-- start Provided data --
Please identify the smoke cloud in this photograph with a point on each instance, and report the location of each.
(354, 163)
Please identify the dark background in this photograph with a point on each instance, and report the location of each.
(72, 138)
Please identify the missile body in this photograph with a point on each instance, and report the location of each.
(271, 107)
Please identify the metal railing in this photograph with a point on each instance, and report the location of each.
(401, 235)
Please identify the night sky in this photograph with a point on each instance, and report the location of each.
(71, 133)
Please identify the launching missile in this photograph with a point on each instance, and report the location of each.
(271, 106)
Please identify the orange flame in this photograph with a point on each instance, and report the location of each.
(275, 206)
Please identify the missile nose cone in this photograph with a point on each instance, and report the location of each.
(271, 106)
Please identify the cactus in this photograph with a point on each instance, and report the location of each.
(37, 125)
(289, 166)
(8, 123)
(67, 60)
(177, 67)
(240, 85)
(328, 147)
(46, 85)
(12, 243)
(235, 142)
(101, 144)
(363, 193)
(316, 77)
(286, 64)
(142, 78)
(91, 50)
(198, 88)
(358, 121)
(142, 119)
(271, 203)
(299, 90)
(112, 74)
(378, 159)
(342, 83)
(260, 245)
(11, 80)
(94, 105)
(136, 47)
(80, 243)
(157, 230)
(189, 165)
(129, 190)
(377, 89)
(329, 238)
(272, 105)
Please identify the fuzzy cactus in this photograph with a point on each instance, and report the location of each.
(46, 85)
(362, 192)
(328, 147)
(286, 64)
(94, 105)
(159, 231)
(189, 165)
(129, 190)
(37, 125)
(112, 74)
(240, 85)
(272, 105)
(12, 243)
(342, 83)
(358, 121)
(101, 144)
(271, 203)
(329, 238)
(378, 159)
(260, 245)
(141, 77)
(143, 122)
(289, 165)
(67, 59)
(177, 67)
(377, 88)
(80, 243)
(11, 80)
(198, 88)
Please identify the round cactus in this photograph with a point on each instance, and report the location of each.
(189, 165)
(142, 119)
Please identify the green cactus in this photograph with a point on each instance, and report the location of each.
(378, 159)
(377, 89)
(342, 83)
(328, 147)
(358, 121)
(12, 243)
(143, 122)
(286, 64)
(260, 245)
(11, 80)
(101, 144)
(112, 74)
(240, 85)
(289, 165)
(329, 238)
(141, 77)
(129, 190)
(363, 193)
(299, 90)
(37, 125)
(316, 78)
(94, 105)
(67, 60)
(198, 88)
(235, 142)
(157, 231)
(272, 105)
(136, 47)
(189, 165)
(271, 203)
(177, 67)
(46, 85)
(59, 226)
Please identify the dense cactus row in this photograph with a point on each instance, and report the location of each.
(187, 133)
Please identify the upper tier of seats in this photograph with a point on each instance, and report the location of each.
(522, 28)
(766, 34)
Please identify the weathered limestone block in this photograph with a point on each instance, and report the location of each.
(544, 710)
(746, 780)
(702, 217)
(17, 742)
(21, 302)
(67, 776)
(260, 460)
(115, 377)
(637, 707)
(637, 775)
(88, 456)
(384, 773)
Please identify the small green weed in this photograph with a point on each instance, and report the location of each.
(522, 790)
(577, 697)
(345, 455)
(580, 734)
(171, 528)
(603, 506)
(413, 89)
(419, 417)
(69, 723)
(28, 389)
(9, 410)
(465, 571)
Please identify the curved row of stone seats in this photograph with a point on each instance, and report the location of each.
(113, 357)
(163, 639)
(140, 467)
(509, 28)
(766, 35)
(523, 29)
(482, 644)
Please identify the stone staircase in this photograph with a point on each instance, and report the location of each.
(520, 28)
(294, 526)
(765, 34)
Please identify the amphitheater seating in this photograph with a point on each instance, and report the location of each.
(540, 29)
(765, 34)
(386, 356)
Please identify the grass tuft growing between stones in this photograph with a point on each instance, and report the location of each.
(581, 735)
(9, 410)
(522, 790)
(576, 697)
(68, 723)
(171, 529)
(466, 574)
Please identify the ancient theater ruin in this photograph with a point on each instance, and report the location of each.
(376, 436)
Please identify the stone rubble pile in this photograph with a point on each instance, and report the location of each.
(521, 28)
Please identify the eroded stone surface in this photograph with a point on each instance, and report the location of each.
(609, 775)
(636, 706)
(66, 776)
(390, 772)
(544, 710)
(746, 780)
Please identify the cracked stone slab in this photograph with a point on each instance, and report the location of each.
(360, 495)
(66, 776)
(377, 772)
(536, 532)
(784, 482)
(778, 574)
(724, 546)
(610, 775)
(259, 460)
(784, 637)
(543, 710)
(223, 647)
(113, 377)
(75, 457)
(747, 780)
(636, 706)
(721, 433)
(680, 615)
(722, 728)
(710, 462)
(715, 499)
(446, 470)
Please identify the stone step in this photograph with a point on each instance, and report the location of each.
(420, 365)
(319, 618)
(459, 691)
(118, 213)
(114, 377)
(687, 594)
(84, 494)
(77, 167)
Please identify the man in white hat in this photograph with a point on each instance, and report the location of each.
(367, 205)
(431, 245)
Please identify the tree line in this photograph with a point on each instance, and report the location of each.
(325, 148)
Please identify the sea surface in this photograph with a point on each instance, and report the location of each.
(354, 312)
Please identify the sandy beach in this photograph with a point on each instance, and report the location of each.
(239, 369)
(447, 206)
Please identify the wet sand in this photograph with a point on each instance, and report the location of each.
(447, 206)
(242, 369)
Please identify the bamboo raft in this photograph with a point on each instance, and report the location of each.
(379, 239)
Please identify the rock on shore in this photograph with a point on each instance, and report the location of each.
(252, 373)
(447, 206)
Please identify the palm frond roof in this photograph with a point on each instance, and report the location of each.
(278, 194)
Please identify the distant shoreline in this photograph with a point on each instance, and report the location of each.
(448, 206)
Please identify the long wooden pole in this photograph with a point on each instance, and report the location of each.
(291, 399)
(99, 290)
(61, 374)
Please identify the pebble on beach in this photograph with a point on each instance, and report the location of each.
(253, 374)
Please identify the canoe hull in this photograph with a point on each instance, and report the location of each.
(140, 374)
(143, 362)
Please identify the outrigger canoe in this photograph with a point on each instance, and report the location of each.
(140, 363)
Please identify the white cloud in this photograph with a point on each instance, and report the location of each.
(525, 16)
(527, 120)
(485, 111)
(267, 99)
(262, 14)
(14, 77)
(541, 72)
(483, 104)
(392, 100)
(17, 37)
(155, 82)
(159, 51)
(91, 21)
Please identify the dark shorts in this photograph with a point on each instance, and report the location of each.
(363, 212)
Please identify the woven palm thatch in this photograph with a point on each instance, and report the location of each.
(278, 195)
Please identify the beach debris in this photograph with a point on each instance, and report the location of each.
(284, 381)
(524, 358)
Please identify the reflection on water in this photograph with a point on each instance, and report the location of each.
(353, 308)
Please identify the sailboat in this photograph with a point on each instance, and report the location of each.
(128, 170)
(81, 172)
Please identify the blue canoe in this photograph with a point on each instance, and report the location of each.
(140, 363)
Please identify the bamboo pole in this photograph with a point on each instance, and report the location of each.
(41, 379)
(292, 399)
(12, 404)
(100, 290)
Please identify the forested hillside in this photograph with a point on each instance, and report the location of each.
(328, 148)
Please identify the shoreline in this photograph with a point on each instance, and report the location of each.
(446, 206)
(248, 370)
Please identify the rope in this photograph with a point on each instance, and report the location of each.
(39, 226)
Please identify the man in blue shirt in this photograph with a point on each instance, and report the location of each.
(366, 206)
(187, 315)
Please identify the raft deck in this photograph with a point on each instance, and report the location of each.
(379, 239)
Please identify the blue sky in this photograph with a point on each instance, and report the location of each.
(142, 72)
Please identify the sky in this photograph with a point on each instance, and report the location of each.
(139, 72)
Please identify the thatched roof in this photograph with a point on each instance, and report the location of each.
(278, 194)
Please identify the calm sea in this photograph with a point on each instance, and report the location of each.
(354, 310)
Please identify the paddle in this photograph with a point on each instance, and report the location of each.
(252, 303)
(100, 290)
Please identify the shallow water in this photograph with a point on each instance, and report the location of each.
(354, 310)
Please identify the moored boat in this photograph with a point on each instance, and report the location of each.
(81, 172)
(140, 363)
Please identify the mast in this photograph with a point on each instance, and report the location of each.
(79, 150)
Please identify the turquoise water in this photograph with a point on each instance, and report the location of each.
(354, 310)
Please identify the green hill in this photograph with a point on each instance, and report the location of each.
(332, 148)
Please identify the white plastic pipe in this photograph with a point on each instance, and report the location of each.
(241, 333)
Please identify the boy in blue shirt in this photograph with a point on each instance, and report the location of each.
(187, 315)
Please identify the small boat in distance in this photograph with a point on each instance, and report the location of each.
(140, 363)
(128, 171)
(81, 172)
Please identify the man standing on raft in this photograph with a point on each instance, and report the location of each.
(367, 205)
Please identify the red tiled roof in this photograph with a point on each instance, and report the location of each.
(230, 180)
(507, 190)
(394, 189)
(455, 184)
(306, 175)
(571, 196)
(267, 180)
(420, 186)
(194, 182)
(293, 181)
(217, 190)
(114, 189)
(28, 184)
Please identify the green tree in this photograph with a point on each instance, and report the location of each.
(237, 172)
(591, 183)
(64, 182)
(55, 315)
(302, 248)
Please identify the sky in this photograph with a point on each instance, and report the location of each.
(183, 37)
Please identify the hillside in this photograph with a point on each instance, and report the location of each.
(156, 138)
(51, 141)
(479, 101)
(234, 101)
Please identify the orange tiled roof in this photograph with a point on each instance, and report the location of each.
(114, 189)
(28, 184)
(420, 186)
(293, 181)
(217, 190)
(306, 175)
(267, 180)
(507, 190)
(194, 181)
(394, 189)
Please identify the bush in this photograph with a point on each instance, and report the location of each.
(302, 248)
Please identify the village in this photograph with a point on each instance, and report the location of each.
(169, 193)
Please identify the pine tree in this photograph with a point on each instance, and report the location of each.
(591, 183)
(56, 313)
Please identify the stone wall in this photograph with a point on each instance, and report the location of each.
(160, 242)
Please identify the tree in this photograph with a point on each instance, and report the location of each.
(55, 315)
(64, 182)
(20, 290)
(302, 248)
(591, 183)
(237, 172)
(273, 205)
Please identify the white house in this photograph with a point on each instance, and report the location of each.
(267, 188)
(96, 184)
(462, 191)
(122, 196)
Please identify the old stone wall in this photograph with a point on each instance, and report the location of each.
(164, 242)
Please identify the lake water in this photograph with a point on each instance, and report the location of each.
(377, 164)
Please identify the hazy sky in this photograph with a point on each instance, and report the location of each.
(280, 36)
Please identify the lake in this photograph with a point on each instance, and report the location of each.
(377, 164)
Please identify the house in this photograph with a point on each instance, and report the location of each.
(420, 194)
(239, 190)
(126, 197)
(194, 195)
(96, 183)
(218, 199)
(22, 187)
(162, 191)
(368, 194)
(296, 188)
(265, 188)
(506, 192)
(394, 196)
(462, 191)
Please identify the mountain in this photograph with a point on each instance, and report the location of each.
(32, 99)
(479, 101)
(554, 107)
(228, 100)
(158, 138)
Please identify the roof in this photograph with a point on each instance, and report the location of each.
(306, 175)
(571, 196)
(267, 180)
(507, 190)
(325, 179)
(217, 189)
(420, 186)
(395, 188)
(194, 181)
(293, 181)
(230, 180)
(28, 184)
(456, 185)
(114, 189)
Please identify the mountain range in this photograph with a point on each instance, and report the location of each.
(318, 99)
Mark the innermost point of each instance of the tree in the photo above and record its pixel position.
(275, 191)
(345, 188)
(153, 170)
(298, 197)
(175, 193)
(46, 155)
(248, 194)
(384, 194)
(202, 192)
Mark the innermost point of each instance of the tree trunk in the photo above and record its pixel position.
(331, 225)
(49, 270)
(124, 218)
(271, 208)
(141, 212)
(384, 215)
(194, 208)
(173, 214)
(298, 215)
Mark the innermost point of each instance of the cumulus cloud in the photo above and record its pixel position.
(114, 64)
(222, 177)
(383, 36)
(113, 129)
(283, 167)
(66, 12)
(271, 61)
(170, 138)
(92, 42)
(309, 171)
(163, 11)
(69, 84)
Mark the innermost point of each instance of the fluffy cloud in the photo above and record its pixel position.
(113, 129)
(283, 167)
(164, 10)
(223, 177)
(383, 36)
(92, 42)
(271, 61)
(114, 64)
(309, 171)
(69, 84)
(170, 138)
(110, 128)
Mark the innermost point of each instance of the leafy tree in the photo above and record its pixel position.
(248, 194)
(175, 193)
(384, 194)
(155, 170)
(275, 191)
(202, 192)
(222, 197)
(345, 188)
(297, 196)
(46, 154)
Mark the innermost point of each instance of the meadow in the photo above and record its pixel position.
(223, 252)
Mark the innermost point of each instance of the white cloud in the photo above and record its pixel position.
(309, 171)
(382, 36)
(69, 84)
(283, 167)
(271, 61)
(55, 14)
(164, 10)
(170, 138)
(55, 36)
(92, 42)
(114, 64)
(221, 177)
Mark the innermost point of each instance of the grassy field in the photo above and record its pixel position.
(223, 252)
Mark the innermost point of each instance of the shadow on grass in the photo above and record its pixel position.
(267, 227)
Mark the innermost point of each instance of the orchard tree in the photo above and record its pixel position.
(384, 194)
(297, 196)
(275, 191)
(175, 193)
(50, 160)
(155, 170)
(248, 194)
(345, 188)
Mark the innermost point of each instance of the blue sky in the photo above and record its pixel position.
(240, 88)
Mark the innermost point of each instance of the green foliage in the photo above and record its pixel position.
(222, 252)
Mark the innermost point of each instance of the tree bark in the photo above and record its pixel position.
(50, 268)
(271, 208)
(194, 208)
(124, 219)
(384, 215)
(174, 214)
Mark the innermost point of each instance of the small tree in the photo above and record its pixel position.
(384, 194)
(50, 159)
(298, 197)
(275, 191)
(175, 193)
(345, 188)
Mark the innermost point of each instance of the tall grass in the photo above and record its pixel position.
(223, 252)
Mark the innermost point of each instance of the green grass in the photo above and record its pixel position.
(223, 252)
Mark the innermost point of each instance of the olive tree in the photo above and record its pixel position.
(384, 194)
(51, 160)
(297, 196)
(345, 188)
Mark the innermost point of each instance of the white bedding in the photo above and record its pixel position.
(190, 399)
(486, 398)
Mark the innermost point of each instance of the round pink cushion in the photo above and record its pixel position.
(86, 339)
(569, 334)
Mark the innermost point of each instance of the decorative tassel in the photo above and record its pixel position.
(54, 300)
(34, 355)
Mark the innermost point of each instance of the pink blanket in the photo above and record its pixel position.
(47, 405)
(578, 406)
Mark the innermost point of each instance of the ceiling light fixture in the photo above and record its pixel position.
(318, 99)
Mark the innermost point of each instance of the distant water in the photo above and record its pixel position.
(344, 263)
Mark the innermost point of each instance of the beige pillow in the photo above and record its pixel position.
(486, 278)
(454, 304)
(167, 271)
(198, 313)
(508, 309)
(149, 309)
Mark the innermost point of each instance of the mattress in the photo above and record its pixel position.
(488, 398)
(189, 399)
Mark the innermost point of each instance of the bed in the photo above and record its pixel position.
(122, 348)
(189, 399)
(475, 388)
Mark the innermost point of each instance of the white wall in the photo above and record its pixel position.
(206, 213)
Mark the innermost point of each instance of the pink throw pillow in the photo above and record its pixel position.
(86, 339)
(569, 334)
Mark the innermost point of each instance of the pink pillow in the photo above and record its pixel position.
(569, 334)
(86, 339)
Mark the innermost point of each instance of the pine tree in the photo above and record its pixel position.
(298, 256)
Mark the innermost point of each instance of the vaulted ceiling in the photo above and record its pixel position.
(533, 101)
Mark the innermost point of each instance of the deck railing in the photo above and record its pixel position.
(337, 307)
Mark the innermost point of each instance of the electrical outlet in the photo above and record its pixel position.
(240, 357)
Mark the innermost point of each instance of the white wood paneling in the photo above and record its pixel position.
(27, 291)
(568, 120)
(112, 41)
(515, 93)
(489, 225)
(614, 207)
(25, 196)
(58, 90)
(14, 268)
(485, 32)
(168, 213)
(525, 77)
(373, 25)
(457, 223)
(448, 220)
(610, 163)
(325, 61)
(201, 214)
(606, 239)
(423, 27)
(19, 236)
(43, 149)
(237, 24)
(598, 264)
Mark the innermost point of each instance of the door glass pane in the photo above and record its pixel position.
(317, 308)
-- end Provided data --
▸ **Problem statement**:
Copy out exactly the lines running from the line with "Mark the innermost point of each instance of the deck" to the end of the records, inclusive.

▸ **Solved exercise**:
Mark the innermost point of each instance of the deck railing in the photo above and record its pixel position.
(337, 307)
Mark the innermost point of each instance of the electrical outlet in the photo above and record its pixel position.
(240, 357)
Mark the innermost point of each instance of the white wood paneling in the photo above and record its pixel position.
(27, 291)
(568, 120)
(112, 41)
(515, 93)
(489, 225)
(614, 207)
(25, 196)
(58, 90)
(14, 268)
(485, 32)
(168, 213)
(525, 77)
(373, 25)
(457, 223)
(448, 220)
(610, 163)
(325, 61)
(201, 214)
(606, 239)
(423, 27)
(19, 236)
(43, 149)
(237, 24)
(598, 264)
Mark the innermost point of each instance of the door glass pane in the photo above and record its pixel position.
(317, 308)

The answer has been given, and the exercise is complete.